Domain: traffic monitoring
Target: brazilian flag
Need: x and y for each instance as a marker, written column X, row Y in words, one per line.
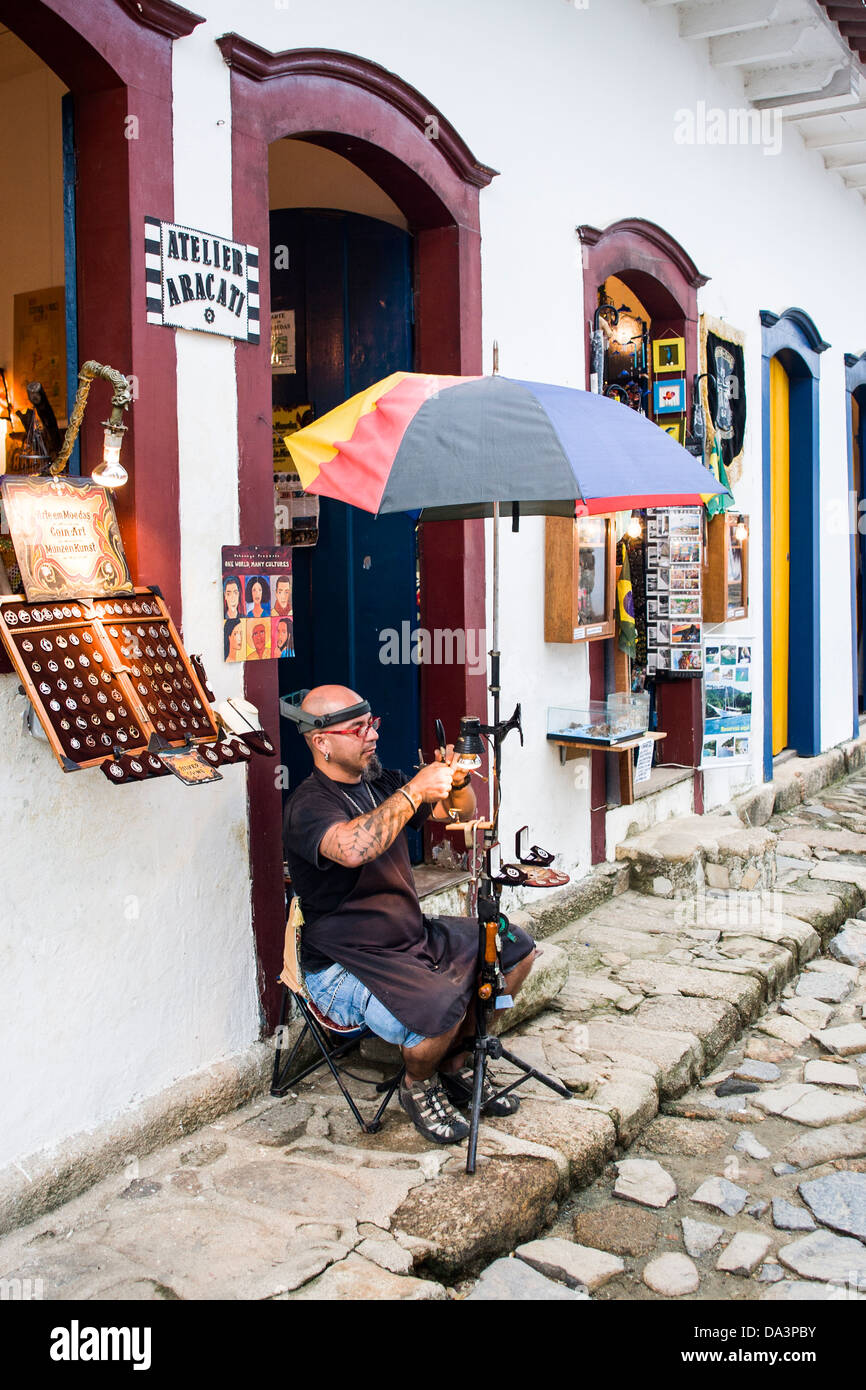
column 624, row 609
column 716, row 464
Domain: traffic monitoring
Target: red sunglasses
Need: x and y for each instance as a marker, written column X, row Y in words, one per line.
column 357, row 733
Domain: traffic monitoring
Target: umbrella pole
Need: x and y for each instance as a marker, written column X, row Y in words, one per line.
column 494, row 685
column 489, row 976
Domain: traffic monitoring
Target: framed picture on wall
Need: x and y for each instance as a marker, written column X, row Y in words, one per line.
column 669, row 355
column 676, row 428
column 669, row 396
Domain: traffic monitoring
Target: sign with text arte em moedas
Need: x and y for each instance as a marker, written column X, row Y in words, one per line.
column 200, row 281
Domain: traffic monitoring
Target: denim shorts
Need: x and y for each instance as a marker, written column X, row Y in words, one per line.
column 344, row 998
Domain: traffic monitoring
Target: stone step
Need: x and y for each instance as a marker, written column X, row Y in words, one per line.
column 683, row 855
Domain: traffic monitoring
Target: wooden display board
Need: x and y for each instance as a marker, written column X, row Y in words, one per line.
column 106, row 676
column 578, row 599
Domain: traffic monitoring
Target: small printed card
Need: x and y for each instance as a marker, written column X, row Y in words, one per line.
column 189, row 766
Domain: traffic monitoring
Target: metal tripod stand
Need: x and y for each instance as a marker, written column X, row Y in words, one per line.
column 489, row 975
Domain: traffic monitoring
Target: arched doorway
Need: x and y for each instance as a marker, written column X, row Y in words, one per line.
column 662, row 275
column 399, row 139
column 791, row 349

- [Short exercise]: Give as a JSON list of strings, one per line, the material from its start through the line holding "column 357, row 733", inclusive, omitting blank lines and leaving out the pictures.

- [Completed exercise]:
[
  "Domain: traffic monitoring",
  "Target: brazilian flag",
  "Need: x and y for each instance as a marker, written column X, row Y in words, one per line.",
  "column 624, row 609",
  "column 716, row 464",
  "Domain: traffic monitoring",
  "Target: red sunglasses",
  "Need: x and y for each instance as a marker, written column X, row Y in words, one per line.",
  "column 357, row 733"
]